# Required work
Please copy the material below word for word, every line of it, without changing anything.

· · · ·

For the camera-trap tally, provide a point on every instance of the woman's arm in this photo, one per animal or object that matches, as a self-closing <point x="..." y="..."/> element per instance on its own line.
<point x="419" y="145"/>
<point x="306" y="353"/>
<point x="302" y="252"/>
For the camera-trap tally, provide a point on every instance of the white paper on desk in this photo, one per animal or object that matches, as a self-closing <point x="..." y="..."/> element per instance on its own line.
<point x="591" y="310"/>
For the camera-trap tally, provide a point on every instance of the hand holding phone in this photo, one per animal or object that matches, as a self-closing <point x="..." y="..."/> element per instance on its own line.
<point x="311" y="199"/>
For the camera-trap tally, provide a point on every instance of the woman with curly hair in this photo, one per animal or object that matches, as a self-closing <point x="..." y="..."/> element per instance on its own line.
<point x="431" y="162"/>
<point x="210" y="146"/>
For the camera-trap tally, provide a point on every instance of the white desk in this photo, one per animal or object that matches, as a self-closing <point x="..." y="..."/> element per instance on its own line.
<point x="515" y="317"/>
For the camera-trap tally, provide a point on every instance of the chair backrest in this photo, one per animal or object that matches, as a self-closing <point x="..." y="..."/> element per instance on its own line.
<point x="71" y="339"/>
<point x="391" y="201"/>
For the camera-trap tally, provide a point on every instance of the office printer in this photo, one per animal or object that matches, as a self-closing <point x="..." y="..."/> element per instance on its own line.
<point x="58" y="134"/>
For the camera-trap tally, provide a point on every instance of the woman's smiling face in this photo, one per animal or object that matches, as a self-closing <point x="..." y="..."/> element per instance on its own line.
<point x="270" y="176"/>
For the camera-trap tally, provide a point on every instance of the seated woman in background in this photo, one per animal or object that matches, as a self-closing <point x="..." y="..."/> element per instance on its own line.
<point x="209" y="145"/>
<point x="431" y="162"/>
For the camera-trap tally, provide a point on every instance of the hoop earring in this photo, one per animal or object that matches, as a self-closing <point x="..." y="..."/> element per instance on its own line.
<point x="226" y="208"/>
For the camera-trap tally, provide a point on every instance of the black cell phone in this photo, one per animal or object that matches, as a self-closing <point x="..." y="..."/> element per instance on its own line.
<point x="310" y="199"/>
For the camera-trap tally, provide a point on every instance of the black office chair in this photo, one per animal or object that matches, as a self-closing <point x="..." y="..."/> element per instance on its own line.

· · · ·

# Response below
For the camera-trap tally, provide a point on every instance of the woman's arm in this photo, one per animal or object that matches, as a self-closing <point x="..." y="..."/> element per instance on its own line.
<point x="419" y="145"/>
<point x="306" y="353"/>
<point x="302" y="252"/>
For the camera-trap tally, provide a point on every instance of the white paper on desk in this photo, one per animal or object that matches, as a self-closing <point x="..." y="..."/> element per instance on its own line.
<point x="591" y="310"/>
For the camera-trap tally, provide a point on every instance of the hand holding phone in this photo, one per animal or object that matches, as a self-closing <point x="..." y="..."/> element per instance on its own line.
<point x="311" y="199"/>
For the camera-trap tally, provide a point on every instance of the woman with curly hair in this photo, one per animal or object that matches, as a self-closing <point x="..." y="..."/> element per instance on its own line.
<point x="431" y="162"/>
<point x="210" y="146"/>
For the camera-trap tally, provide a point on every instance of the white desk in this photo, one per animal or object that matches, as a self-closing <point x="..." y="..."/> element per instance on its own line.
<point x="515" y="317"/>
For the camera-trap tally, provide a point on every instance of the chair backrest in this photo, one per animal or object that matches, as a self-closing <point x="..." y="..."/> element per instance on its own line.
<point x="71" y="339"/>
<point x="391" y="201"/>
For the camera-trap tally, provide a point on every instance of the office printer in this photo, one per animal or object that matches, as a self-closing <point x="..." y="..."/> element per instance on its own line.
<point x="58" y="134"/>
For the camera-trap tally, provide a point on every instance of the woman's smiling face in this photo, one per animal or object that matches, as a self-closing <point x="..." y="..."/> element per instance on its own line.
<point x="270" y="176"/>
For the camera-trap tally, provide a point on every instance of the seated woman in background in this photo, one per animal or object that matches, as a self-closing <point x="..." y="..."/> element per instance on its own line.
<point x="209" y="145"/>
<point x="431" y="162"/>
For the camera-trap tally, provide a point on every instance of the hoop earring in this photo, one per animal or object that matches, as a self-closing <point x="..." y="..."/> element per instance on its own line.
<point x="226" y="208"/>
For the camera-trap tally, provide a point on every instance of the black cell phone in this photo, one per animal or object that matches, as a self-closing <point x="..." y="..."/> element per instance on its own line.
<point x="310" y="199"/>
For the camera-trap tally, provide a point on every instance of the black office chair in this photo, one per animal or object that matches, as a self-closing <point x="..." y="..."/> element per instance on its own line.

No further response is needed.